* _Goal of the exercise_
From the first line to the last, output the entries exactly.
*** Provided material ***
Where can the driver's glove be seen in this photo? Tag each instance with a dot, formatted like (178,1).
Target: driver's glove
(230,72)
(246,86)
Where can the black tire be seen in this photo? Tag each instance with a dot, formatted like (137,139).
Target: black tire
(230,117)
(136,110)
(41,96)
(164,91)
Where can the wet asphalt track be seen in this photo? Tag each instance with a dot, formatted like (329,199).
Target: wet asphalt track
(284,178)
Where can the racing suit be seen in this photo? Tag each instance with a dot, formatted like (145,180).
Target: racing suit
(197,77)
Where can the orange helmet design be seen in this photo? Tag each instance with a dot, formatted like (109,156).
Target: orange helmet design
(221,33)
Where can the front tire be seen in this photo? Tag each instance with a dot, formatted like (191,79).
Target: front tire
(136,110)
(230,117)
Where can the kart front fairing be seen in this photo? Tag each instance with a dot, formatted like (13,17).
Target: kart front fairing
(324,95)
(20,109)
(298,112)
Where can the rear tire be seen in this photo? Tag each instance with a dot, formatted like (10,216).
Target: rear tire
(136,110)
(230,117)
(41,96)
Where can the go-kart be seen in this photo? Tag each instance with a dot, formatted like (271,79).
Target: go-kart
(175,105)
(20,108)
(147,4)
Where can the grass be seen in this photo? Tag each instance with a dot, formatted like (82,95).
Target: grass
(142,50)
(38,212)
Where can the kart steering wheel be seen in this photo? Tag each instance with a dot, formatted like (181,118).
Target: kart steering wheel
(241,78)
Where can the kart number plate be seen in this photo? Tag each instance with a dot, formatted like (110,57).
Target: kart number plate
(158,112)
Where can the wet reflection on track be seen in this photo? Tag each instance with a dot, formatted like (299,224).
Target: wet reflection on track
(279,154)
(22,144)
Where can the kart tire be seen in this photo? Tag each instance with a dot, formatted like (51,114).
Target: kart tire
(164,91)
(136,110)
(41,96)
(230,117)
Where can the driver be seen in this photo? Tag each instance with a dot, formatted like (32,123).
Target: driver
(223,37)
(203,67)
*** End of Provided material ***
* _Task output_
Where can the driver's glove be seen in this photo? Tag each instance with a dot, formatted like (178,1).
Target: driver's glove
(230,72)
(246,86)
Where can the black tire be seen in this photo? Tag each instance with a dot, formatted like (137,139).
Target: black tire
(230,117)
(136,110)
(41,96)
(164,91)
Where can the wet asphalt track be seen in this photo? Tag each instance with a dot, formatted like (329,199).
Target: wet asphalt track
(284,178)
Where can the racing suit be seen in this photo? Tag each instance with a dot, formatted like (145,180).
Target: racing suit
(197,77)
Where can the orange helmet design be seen in this photo? Tag each instance with a dot, formatted like (109,156).
Target: orange helmet design
(221,33)
Where can the front tire be seen in this photo? Tag each instance with a dot, formatted like (191,79).
Target: front tire
(136,110)
(230,117)
Where can the kart front fairing be seen in this photo? Tag each instance with a dot, formatted like (13,17).
Target: kart front fairing
(324,95)
(20,109)
(298,112)
Where can the rear tire be seen in this photo? Tag each instance with a dot, formatted like (10,216).
Target: rear tire
(136,110)
(230,117)
(41,96)
Where can the go-kart be seen in this photo? Tag each instance with a dot, formatted like (271,79).
Target: go-kart
(175,105)
(20,108)
(147,4)
Where can the grass be seen in this photo? Tag each instance with a dot, formatted like (82,95).
Target: grass
(142,50)
(38,212)
Where can the kart steering wheel be seen in this photo? Tag each instance with a dot, formatted like (181,118).
Target: kart steering wheel
(241,78)
Where can the kart number plate be seen in this photo? Tag each instance with a dot, formatted like (110,57).
Target: kart number plate
(158,112)
Where can the wet reflection on track be seen in this photo? Tag each instance with a dot, formatted like (299,224).
Target: wet reflection on track
(279,154)
(22,144)
Where can the kart tire be seen in this photo? Tag each instance with a dot, formatted like (51,114).
Target: kart tire
(164,91)
(136,110)
(41,96)
(230,117)
Where can the driver be seen in this photo? Tag each instance with a dot, formatted like (32,123).
Target: driver
(223,37)
(203,67)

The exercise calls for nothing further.